WHAT THIS TASK INVOLVES:
Copy out the line that contains "Objective — one dot per instance of the woman." and the lines after it through the final one in the entries below, exactly, with no other lines.

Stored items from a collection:

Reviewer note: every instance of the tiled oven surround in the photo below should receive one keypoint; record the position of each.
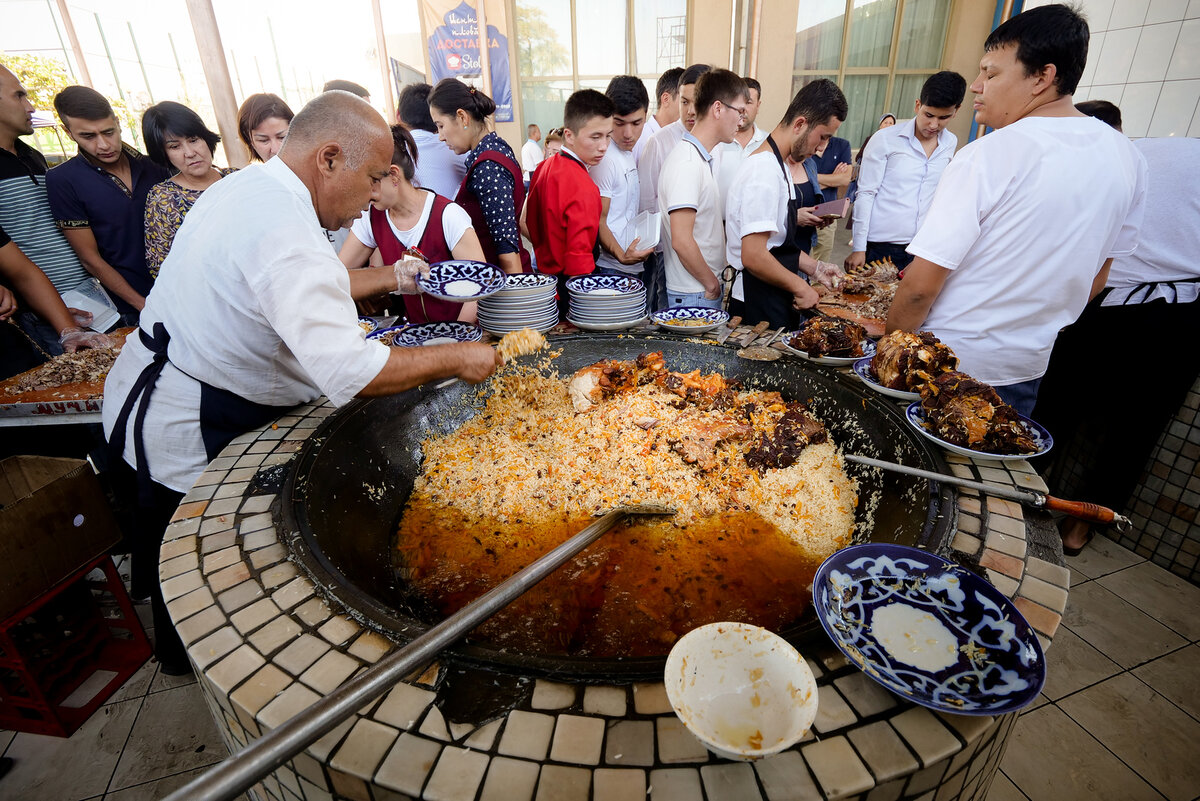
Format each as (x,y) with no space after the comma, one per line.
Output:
(265,646)
(1165,503)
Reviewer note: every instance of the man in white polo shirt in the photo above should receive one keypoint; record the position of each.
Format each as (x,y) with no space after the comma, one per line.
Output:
(616,176)
(1027,220)
(901,167)
(689,200)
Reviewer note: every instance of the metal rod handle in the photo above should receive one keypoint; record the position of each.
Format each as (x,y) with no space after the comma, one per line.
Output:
(259,758)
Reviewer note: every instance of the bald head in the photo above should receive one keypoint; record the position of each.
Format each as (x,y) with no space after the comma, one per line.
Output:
(341,149)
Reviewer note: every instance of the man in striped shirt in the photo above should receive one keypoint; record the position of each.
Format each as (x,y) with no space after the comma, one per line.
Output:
(24,208)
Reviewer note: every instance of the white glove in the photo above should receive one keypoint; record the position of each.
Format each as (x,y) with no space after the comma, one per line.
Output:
(73,339)
(829,275)
(407,270)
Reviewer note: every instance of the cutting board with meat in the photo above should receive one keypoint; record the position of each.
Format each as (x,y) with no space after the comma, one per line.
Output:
(71,377)
(864,297)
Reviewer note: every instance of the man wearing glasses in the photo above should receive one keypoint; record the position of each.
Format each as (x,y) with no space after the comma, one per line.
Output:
(689,199)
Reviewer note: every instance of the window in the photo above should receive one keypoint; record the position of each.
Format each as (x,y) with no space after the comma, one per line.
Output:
(880,52)
(570,44)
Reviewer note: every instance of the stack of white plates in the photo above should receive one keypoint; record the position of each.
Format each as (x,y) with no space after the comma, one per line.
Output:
(606,302)
(527,301)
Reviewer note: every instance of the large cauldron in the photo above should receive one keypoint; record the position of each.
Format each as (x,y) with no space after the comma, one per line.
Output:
(343,499)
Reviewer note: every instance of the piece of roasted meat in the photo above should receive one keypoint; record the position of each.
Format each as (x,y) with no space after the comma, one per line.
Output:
(905,361)
(970,414)
(823,336)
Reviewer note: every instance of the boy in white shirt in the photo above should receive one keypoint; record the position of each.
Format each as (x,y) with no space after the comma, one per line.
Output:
(901,167)
(616,176)
(689,200)
(1027,220)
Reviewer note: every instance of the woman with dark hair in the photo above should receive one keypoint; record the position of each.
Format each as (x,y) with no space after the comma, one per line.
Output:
(405,217)
(175,138)
(263,122)
(492,192)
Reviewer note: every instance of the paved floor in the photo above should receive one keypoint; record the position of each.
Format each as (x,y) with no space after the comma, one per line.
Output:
(1120,716)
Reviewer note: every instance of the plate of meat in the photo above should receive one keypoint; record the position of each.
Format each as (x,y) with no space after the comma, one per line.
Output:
(904,361)
(966,416)
(831,342)
(929,630)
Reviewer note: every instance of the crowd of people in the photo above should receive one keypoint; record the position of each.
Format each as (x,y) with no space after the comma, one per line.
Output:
(243,284)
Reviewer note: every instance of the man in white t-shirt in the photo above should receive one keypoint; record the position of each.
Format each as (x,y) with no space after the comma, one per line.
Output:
(727,158)
(901,167)
(762,214)
(667,94)
(531,152)
(689,202)
(616,176)
(1027,220)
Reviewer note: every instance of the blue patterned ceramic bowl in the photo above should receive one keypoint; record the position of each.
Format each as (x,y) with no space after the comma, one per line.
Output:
(690,319)
(461,281)
(1042,438)
(437,333)
(604,285)
(929,630)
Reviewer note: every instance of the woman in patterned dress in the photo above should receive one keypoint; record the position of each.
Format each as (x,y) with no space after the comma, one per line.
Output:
(492,192)
(175,137)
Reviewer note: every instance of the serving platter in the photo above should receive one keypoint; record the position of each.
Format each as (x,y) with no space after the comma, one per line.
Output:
(461,281)
(863,371)
(436,333)
(695,319)
(929,630)
(1042,438)
(829,361)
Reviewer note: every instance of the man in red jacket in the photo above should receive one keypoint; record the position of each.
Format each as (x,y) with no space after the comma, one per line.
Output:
(563,206)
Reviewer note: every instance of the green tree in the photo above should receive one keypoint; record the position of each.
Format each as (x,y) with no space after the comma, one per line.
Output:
(539,47)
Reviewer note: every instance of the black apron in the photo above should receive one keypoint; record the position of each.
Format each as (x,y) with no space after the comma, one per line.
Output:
(767,301)
(223,415)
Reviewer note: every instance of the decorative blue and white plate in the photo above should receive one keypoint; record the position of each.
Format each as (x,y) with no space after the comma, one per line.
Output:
(387,336)
(690,319)
(828,361)
(528,281)
(604,285)
(1042,438)
(437,333)
(461,281)
(863,371)
(929,630)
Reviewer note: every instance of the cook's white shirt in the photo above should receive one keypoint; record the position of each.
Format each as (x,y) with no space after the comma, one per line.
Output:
(649,163)
(455,222)
(757,204)
(616,176)
(727,158)
(897,184)
(1024,220)
(1170,236)
(648,131)
(257,303)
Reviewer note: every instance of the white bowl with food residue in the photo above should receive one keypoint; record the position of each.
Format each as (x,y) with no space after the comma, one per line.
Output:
(743,691)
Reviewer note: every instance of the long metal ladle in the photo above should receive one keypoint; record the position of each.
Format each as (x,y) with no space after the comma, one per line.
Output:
(259,758)
(1081,510)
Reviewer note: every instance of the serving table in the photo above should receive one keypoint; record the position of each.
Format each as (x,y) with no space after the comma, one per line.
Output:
(267,644)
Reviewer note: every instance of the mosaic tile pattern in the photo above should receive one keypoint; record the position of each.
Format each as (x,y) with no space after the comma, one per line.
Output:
(267,646)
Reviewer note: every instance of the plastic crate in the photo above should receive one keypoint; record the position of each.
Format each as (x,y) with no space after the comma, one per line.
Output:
(81,627)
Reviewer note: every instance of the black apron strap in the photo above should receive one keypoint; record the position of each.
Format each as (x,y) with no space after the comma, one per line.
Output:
(765,301)
(139,393)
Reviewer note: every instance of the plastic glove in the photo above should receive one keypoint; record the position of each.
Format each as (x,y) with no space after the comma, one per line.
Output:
(829,275)
(73,339)
(407,270)
(82,318)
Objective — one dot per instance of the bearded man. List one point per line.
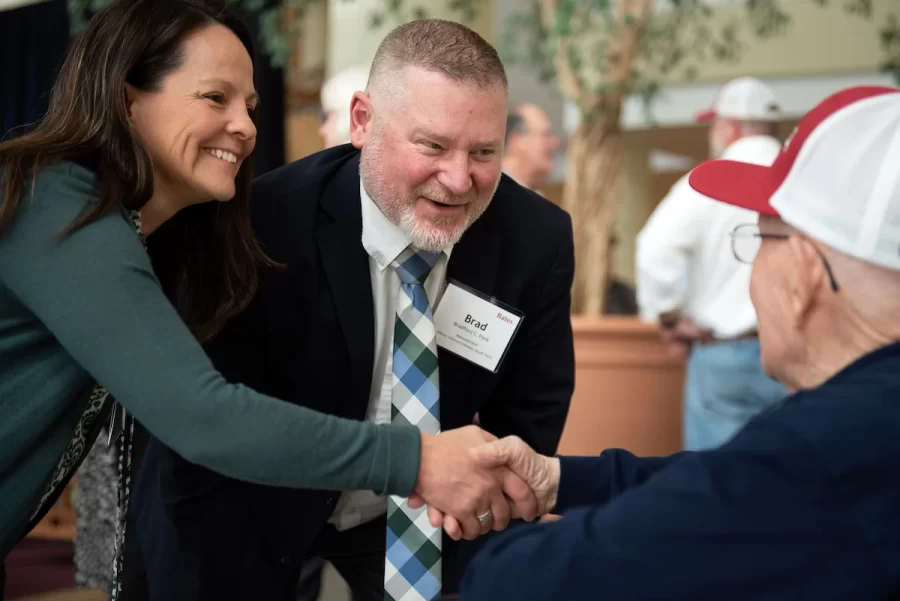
(419, 286)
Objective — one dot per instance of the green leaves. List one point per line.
(276, 38)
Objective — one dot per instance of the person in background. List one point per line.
(699, 295)
(335, 97)
(337, 92)
(528, 155)
(804, 502)
(620, 296)
(151, 127)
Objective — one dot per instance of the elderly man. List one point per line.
(530, 145)
(804, 502)
(700, 295)
(420, 287)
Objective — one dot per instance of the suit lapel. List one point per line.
(346, 266)
(474, 261)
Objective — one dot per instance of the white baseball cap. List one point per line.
(745, 98)
(837, 178)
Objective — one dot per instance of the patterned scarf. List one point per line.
(98, 403)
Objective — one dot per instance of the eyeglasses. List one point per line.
(746, 240)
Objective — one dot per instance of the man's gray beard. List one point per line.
(426, 239)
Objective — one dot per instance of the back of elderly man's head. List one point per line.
(436, 45)
(826, 276)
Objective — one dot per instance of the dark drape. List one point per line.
(33, 41)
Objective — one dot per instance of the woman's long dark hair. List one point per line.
(207, 253)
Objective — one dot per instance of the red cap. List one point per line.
(751, 186)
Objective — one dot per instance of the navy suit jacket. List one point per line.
(308, 338)
(803, 503)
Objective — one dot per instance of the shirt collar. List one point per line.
(382, 239)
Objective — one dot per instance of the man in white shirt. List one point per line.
(701, 295)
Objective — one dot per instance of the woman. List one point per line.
(151, 117)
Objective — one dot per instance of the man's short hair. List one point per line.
(442, 46)
(515, 124)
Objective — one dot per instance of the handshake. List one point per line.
(474, 483)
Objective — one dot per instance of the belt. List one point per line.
(753, 334)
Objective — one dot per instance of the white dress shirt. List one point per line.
(684, 257)
(384, 242)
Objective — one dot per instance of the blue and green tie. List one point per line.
(412, 569)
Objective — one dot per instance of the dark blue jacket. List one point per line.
(804, 503)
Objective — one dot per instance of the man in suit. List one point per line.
(422, 177)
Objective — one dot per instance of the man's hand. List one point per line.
(539, 472)
(456, 482)
(679, 333)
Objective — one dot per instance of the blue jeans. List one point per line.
(724, 388)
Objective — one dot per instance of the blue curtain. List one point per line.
(33, 42)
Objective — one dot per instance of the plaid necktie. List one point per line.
(412, 570)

ANSWER TO THE PROBLEM:
Objective — one dot per instance of the woman. List one point per line.
(151, 117)
Objective — one dot per instance of the man's short hair. List one point per line.
(442, 46)
(515, 124)
Objective — one dot per instance of the handshake. List one point per line.
(474, 483)
Objective — one dot per instance of the belt. List one point per line.
(753, 334)
Objective — one dot per instance of the white dress shirt. List one point per line.
(684, 257)
(384, 242)
Objective — one dot per instance of the blue and green tie. List one point per line.
(412, 569)
Objective — one dot per instance of the dark blue jacket. List one point per line.
(804, 503)
Objective — one dot per instance of the man in suit. List one point per line.
(422, 177)
Objective — one dot per instance of the man's hand. List one point per line.
(539, 472)
(456, 482)
(679, 333)
Objective — one dot per instance of the blue jeans. List one point per line.
(724, 388)
Objective — one dot per instance of the blue curtain. List one point per line.
(33, 42)
Objective — one dot per instance of the plaid necktie. List one point per line.
(412, 570)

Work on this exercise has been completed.